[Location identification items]
+ + + +

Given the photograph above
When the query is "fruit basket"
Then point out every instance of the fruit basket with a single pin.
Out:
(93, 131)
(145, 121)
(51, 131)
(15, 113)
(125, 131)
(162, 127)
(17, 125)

+ + + +

WORK TO COMPLETE: Give every line of the records above as a Markdown table with the columns "No." and "Line". Number the rows in order and omit any blank lines.

WRITTEN REPLY:
| No. | Line |
|---|---|
| 1 | Given the photograph above |
| 2 | When the query is "fruit basket" |
| 3 | Then point out every instance of the fruit basket with a single pin. |
| 4 | Out: |
| 5 | (93, 131) |
| 6 | (145, 121) |
| 7 | (51, 131) |
| 8 | (15, 113) |
| 9 | (125, 131) |
| 10 | (162, 127) |
| 11 | (17, 125) |